■ TRAVAIL DEMANDÉ
Poursuivez, s'il vous plaît, la décision de la cour d'appel d'Amiens sur l'indemnisation d'une détention provisoire, placée plus bas, à partir de sa dernière phrase.

■ EXTRAIT DE PAGE
____________
DÉCISION
N°
COUR D'APPEL D'AMIENS
JURIDICTION CIVILE DU PREMIER PRÉSIDENT
STATUANT EN MATIÈRE DE RÉPARATION
DES DÉTENTIONS PROVISOIRES
DÉCISION DU 15 JUIN 2022
A l'audience publique du 27 Avril 2022 tenue par Madame Véronique BERTHIAU-JEZEQUEL, Présidente désignée par ordonnance de Madame la Première Présidente de la Cour d'Appel d'Amiens en date du 13 décembre 2021 et saisie en application des articles 149-1 et suivants du code de procédure pénale,
Assistée de Madame Agnès PILVOIX, Greffier,
Dans la cause enregistrée sous le N° RG 21/03318 - N° Portalis DBV4-V-B7F-IERU du rôle général.
Après communication du dossier et avis de la date d'audience au Ministère public.
ENTRE :
Monsieur [J] [E]
né le [Date naissance 1] 1990 à [Localité 6]
Chez Mme [I] [E]
[Adresse 2]
[Localité 3]
Ayant pour conseil, Me Philippe OHAYON, avocat au barreau de PARIS
ET :
Monsieur L'AGENT JUDICIAIRE DE L'ETAT
Ministère du budget, direction. des affaires juridiques Sous Direction du droit privé
[Adresse 4]
[Adresse 4]
Représenté, concluant et plaidant par Me DELVAL de la selarl DORE-TANY-BENITAH, avocat au barreau d'Amiens.
EN PRÉSENCE DE :
M. RUOCCO, Avocat général près la Cour d'Appel d'AMIENS.
Après avoir entendu :
- le Conseil de l'Agent Judiciaire de l'Etat en ses conclusions, plaidoirie et observations,
- Monsieur l'avocat général en ses conclusions et observations,
L'affaire a été mise en délibéré conformément à la Loi et renvoyée à l'audience publique du 15 Juin 2022.
A l'audience publique du 15 Juin 2022, Madame la Présidente a rendu la décision suivante :
Par courrier recommandé avec accusé réception enregistrée au greffe de la cour d'appel d'Amiens le 5 juillet 2021, M.[E] a sollicité de la première présidente de la cour d'Appel d'Amiens une indemnisation de 50 000 euros au titre de son préjudice moral, de 3100 euros au titre de son préjudice matériel correspondant aux frais engagés dans le cadre de la détention provisoire subie pendant 18 mois outre 1000 euros sur le fondement de l'article 700 du code de procédure civile.
L'agent judiciaire de l'État, par conclusions enregistrées au greffe le 27 septembre 2021 conclut à l'irrecevabilité de la demande en l'absence de certificat de non appel.
Subsidiairement, il fait valoir que la détention provisoire de M.[E] dans cette procédure s'est déroulée du 5 décembre 2017 au 28 avril 2018 soit durant 4 mois et 22 jours, M.[E] ayant été détenu pour d'autres causes sur les restes de la période sur laquelle il fonde sa requête.
____________
■ DONNÉES FOURNIES
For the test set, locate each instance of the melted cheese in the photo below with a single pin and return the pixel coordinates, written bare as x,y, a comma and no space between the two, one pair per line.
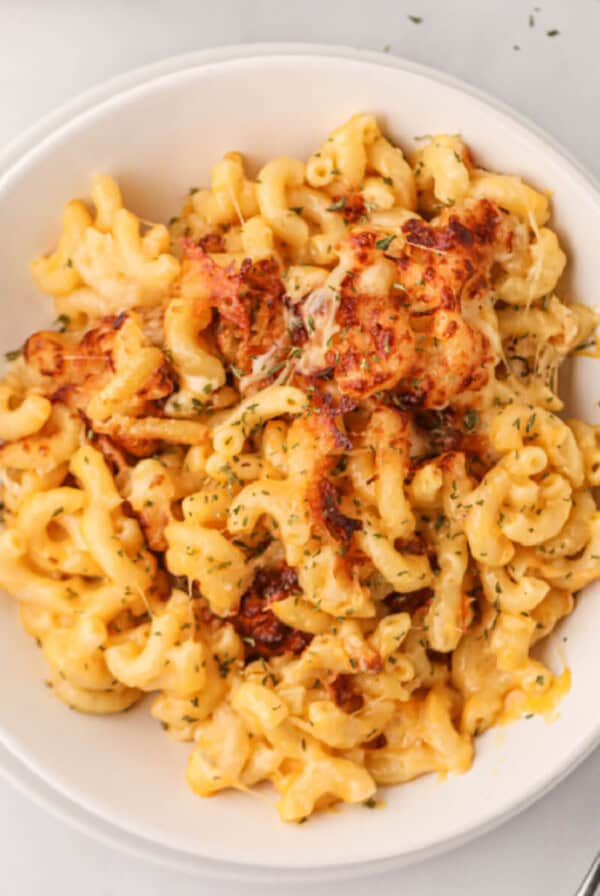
318,313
____________
■ RÉPONSE ATTENDUE
Il propose d'accorder à M.[E] la somme de 9000 euros en réparation de son préjudice moral. Il conclut au rejet de la demande au titre des frais de défense faute de justification de la somme réclamée et au débouté de la demande fondée sur l'article 700 du code de procédure civile et subsidiairement à sa réduction à la somme de 500 euros.
Madame la procureure générale conclut 1e 10 novembre 2021 à l'irrecevabilité de la requête et subsidiairement propose d'indemniser M.[E] dans les termes proposés par l'agent judiciaire sde l'Etat.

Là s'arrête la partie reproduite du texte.